Task directions:
Nothing in the records may be left out or altered; reproduce them all exactly.

Dataset content:
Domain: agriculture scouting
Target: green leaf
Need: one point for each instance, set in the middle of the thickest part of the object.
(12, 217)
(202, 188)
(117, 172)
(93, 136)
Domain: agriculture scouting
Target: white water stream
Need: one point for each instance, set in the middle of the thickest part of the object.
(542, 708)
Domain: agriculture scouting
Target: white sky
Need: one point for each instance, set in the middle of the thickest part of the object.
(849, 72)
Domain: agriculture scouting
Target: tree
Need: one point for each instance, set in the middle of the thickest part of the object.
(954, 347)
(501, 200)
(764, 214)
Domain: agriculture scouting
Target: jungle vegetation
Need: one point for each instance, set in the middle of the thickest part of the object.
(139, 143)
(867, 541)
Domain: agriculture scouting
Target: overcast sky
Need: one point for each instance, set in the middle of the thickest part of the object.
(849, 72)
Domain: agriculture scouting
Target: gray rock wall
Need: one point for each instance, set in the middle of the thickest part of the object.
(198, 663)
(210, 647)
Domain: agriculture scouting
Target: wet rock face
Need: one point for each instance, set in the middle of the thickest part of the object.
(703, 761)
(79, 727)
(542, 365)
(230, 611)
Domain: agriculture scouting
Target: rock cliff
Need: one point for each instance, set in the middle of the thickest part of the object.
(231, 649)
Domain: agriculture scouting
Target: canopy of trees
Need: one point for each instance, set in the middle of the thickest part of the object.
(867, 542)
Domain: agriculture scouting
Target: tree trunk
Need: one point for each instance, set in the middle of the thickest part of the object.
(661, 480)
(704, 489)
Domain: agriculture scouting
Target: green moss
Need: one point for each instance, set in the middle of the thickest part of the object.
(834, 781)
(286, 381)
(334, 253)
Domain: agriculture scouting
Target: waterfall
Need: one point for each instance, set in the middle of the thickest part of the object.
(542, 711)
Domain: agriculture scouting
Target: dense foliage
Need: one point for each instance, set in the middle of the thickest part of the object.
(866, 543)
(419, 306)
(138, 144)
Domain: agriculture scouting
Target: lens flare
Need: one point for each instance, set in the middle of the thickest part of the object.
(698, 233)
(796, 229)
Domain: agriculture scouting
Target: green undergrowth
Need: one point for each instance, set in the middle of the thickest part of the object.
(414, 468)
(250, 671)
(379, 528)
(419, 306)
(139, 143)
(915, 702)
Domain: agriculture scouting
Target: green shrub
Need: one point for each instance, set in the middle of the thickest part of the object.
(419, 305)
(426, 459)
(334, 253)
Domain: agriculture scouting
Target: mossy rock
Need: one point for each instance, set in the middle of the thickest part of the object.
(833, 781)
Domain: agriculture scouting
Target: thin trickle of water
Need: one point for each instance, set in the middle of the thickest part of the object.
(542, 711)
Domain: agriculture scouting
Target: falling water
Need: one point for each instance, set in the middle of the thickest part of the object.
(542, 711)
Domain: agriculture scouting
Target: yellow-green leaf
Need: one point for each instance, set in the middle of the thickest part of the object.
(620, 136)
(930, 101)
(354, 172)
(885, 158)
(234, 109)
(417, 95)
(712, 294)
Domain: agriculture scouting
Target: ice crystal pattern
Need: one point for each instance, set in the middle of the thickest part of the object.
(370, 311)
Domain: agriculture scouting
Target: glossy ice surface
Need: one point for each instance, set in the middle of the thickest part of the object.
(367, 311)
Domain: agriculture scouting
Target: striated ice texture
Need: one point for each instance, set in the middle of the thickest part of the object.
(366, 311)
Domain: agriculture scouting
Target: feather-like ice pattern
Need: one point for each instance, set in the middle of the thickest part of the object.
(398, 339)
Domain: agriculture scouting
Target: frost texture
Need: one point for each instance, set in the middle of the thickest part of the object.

Solution:
Domain: agriculture scouting
Target: green leaf
Need: one point for each instance, set in the middle of the thickest part of the object.
(12, 217)
(202, 188)
(117, 172)
(93, 136)
Domain: agriculture scouting
Target: white water stream
Need: one point for each instance, set in the middle of the thickest part of the object.
(542, 708)
Domain: agriculture scouting
Target: white sky
Need: one point for each instance, set in the middle of the thickest part of the object.
(849, 72)
Domain: agriculture scouting
Target: tree
Need: one point for each instance, set in the middle of the thickest part of the object.
(954, 347)
(501, 200)
(764, 214)
Domain: agriculture scouting
Target: jungle vegetation
Need: one point for each instance, set in the middle of the thickest part of the object.
(139, 143)
(867, 541)
Domain: agriculture scouting
Target: overcast sky
Need: one point for each instance, set in the middle of the thickest part of the object.
(849, 72)
Domain: agriculture scouting
Target: gray rock wall
Need: one point for each instance, set in the middle of the thickest part of the object.
(198, 663)
(210, 647)
Domain: agriculture scouting
Target: wet rock face
Need: one point for each instance, set in the middle of the thickest part of the object.
(703, 761)
(79, 727)
(542, 365)
(230, 611)
Domain: agriculture scouting
Target: rock cliff
Need: one point for each instance, set in the middle of the thickest part of the object.
(231, 649)
Domain: agriculture scouting
Target: canopy of trees
Need: one point for each instance, set in the middle of the thickest part of the object.
(867, 542)
Domain: agriculture scouting
Target: tree trunk
Need: one point for each instance, set in the middle of the thickest part of the object.
(661, 480)
(704, 489)
Domain: agriculture scouting
Target: green moss
Need: one point for each instance, set in the middle of the thickest part of the object.
(834, 781)
(286, 381)
(334, 253)
Domain: agriculture scouting
Target: waterfall
Need: one point for each instance, set in the middle of the thickest part of the object.
(542, 711)
Domain: agriculture scouting
Target: dense foliage
Need: one point for each instance, set in the middle of the thickest part of the object.
(866, 543)
(419, 306)
(138, 144)
Domain: agriculture scouting
Target: lens flare
Need: one point for each instance, set in the middle of the thickest part of the object.
(698, 233)
(796, 229)
Domain: agriculture scouting
Target: green undergrowth
Need: one point for each instance, set in the middle of the thickest part of the object.
(414, 468)
(250, 671)
(379, 528)
(419, 306)
(139, 143)
(915, 702)
Domain: agriculture scouting
Target: green shrub
Need: one point for each instance, set in the middle of the thickest part of the object.
(419, 305)
(426, 459)
(334, 253)
Domain: agriculture scouting
Target: mossy rock
Need: one point for each instance, set in the middle of the thickest part of the object.
(833, 781)
Domain: agriculture scouting
Target: thin trickle of water
Need: one point for each instance, set in the middle of the thickest part of the object.
(542, 711)
Domain: agriculture scouting
Target: falling water
Need: one point for each instance, set in the middle of the thickest part of the object.
(542, 711)
Domain: agriculture scouting
Target: yellow-green leaf
Need: one point for each instance, set in the middle of the thickest part of the object.
(620, 136)
(930, 101)
(354, 172)
(885, 158)
(234, 109)
(417, 95)
(712, 294)
Domain: agriculture scouting
Target: ice crystal pattern
Need: one point for each instance, set in the middle of the thickest part of the object.
(370, 311)
Domain: agriculture scouting
Target: glossy ice surface
Need: one point for each instance, set in the middle of the thickest part of the object.
(367, 311)
Domain: agriculture scouting
Target: striated ice texture
Need: one point for each instance, set in the middle of the thickest part of the object.
(366, 311)
Domain: agriculture scouting
Target: feather-like ice pattern
Need: one point for each instance, set in the middle of the thickest part of the object.
(398, 339)
Domain: agriculture scouting
Target: frost texture
Need: one point for each instance, set in the middle of the thickest part of the object.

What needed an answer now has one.